§ **Objectif de la tâche**
Mettez à jour le passage de l'article sur les footballeurs italiens malades entre "A ce moment-là, il" et "tranquille. Il a peur.", inclus, en remplaçant "footballeurs professionnels" par "joueurs professionnels".

§ **Extrait du texte**
# # # #

Il y a toujours eu des soupçons, des histoires, mais ces doutes ont véritablement pris forme le 4 septembre 2008. Ce jour-là, l'ancien attaquant international Stefano Borgonovo, 44 ans, est apparu devant les caméras de «Sky Sport». Frêle nuée dans un lit. Rongé jusqu'à l'os. Relié à des machines pour respirer. Réduit à des battements de paupières pour communiquer. Un homme anéanti et pétrifié. Pour la première fois, le football italien s'est regardé dans le miroir.
A ce moment-là, il y avait des enquêtes, mais personne n'a su expliquer la mort subite de 50 footballeurs professionnels (Borgonovo deviendra le 51e) des suites d'une sclérose latérale amyotrophique, plus connue sous le nom de maladie de Charcot.
Dino Baggio connaît toutes ces histoires. ll les avait un peu «oubliées» mais il vient d'enterrer deux anciens coéquipiers, Gianluca Vialli (58 ans) et Sinisa Mihajlovic (53 ans). Le premier a succombé à un cancer du pancréas, le second à une leucémie. Baggio l'a affirmé mardi soir sur Tv7: il n'est pas tranquille. Il a peur.
Baggio a dû recevoir un coup de fil de ses avocats puisque, mercredi matin, il a reformulé ses propos. «J'aimerais que la science puisse nous apporter des réponses sur les médicaments légaux qui nous ont été administrés, pour récupérer d'une blessure ou retrouver de l'énergie.»
Faut-il rappeler qui est Dino Baggio? Ancien joueur de Parme, de la Juventus et de l'Inter Milan, 60 sélections avec la Squadra Azzura. Bien assez d'expériences et de souvenirs pour savoir qu'on lui en a fait avaler de toutes les couleurs.

# # # #

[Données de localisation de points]

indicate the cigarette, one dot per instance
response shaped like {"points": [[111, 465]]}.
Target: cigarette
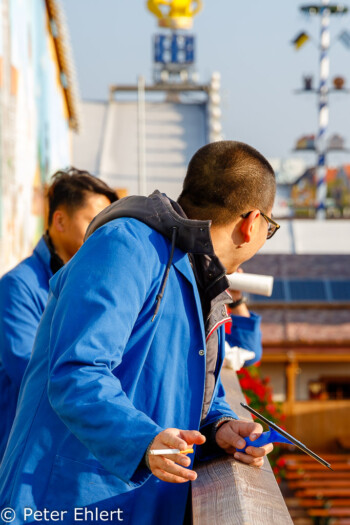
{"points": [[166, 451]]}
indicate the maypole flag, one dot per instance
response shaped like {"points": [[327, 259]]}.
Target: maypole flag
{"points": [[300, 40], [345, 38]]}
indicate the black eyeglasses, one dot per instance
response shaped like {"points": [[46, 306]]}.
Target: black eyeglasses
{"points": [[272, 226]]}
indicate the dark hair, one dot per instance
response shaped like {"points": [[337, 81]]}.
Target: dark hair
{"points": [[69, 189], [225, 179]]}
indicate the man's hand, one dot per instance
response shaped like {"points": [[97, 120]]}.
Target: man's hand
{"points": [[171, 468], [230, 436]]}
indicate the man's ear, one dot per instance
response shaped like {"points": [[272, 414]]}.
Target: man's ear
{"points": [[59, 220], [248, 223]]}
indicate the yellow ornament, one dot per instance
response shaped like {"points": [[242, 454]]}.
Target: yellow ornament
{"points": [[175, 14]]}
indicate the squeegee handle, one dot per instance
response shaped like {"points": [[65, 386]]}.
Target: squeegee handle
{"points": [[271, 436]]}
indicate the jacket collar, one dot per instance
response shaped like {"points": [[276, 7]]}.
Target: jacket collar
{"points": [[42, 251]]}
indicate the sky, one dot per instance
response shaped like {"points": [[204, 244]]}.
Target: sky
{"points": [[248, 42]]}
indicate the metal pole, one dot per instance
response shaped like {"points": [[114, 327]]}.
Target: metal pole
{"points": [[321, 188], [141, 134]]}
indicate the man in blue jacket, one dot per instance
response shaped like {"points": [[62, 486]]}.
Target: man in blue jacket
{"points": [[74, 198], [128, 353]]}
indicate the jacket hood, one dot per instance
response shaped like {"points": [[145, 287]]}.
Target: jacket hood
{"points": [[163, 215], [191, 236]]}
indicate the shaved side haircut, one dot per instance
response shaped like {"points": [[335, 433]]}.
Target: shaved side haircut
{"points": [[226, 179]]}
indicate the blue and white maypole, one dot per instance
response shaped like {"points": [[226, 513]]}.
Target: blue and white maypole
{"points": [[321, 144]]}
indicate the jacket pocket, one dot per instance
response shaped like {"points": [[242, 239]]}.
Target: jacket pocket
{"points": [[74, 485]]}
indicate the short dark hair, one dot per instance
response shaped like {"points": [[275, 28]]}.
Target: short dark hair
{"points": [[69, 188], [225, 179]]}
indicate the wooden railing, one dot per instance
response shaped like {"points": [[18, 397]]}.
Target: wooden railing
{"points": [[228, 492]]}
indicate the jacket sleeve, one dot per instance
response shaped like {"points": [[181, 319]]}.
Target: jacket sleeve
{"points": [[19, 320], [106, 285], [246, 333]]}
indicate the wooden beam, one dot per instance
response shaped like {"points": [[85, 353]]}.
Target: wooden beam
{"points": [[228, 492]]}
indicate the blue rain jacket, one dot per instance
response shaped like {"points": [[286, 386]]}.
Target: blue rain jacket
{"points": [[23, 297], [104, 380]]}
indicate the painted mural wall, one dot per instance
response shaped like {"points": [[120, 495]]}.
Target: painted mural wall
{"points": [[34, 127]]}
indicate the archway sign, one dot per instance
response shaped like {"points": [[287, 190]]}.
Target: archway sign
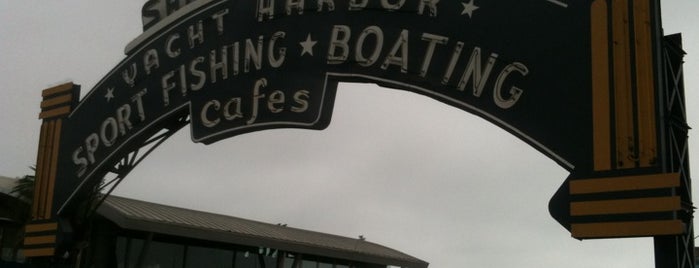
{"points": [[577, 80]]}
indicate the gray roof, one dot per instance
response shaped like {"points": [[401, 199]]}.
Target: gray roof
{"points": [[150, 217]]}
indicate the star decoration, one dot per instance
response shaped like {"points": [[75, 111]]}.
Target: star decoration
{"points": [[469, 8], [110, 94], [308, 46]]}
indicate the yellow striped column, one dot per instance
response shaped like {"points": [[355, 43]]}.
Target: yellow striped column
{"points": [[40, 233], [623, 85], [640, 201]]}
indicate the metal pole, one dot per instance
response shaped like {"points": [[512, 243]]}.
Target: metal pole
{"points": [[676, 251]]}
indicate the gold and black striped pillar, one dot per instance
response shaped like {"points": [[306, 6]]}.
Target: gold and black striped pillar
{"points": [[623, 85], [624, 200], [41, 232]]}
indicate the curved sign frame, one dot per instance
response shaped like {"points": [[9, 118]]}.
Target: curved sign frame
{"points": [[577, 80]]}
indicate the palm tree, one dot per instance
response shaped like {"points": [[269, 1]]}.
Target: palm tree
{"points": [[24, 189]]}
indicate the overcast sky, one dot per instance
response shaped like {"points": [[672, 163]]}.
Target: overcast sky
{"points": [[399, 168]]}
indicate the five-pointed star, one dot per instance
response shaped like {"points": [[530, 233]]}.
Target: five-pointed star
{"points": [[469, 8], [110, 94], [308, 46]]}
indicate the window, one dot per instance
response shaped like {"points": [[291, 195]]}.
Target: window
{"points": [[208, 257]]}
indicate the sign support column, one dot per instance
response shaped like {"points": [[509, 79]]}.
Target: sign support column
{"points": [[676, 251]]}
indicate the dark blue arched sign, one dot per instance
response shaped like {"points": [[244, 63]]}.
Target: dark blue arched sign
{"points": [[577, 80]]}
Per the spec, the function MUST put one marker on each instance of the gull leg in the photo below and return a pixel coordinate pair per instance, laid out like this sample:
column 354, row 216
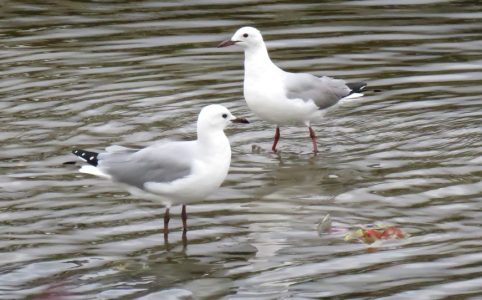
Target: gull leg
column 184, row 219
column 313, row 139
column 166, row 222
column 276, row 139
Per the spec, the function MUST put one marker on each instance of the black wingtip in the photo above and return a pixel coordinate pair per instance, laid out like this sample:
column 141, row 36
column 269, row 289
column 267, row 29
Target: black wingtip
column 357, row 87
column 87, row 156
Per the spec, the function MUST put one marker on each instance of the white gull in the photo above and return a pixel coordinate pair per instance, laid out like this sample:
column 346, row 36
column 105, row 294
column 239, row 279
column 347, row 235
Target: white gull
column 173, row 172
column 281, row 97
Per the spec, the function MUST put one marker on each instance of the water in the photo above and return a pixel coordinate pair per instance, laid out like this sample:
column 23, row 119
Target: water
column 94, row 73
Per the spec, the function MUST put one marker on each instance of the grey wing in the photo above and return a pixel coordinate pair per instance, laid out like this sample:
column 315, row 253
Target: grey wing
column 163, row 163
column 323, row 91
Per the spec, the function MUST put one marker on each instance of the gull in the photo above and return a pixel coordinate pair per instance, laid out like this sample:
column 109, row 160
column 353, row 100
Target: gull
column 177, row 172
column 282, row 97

# # # #

§ **Réponse proposée**
A ce moment-là, il y avait des enquêtes, mais personne n'a su expliquer la mort subite de 50 joueurs professionnels (Borgonovo deviendra le 51e) des suites d'une sclérose latérale amyotrophique, plus connue sous le nom de maladie de Charcot.
Dino Baggio connaît toutes ces histoires. ll les avait un peu «oubliées» mais il vient d'enterrer deux anciens coéquipiers, Gianluca Vialli (58 ans) et Sinisa Mihajlovic (53 ans). Le premier a succombé à un cancer du pancréas, le second à une leucémie. Baggio l'a affirmé mardi soir sur Tv7: il n'est pas tranquille. Il a peur.